— Provided passage —
______

The undersigned understands, upon the terms and subject to the conditions of the Offer to Purchase, the Company will pay $35.00 per share for shares validly tendered and not withdrawn pursuant to the Offer to Purchase, taking into account the number of shares so tendered.

The undersigned hereby represents and warrants that the undersigned:

(1) has a net long position in shares at least equal to the number of shares being tendered;

(2) has full power and authority to tender, sell, assign and transfer the shares tendered hereby and that, when the same are accepted for payment by CVS/Caremark, CVS/Caremark will acquire good and unencumbered title thereto, free and clear of all liens, restrictions, charges and encumbrances and not subject to any adverse claims; and

(3) will, upon request, execute and deliver any additional documents deemed by the Depositary or CVS/Caremark to be necessary or desirable to complete the sale, assignment and transfer of the shares tendered hereby.

______

— Information shown —
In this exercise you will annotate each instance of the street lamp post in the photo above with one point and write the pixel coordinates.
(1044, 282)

______

— Objective —
Reproduce the share tender passage from "(1) has a net" up to and including "shares tendered hereby.". None of the data is needed.

— Solved problem —
(1) has a net long position in shares at least equal to the number of shares being tendered;

(2) has full power and authority to tender, sell, assign and transfer the shares tendered hereby and that, when the same are accepted for payment by CVS/Caremark, CVS/Caremark will acquire good and unencumbered title thereto, free and clear of all liens, restrictions, charges and encumbrances and not subject to any adverse claims; and

(3) will, upon request, execute and deliver any additional documents deemed by the Depositary or CVS/Caremark to be necessary or desirable to complete the sale, assignment and transfer of the shares tendered hereby.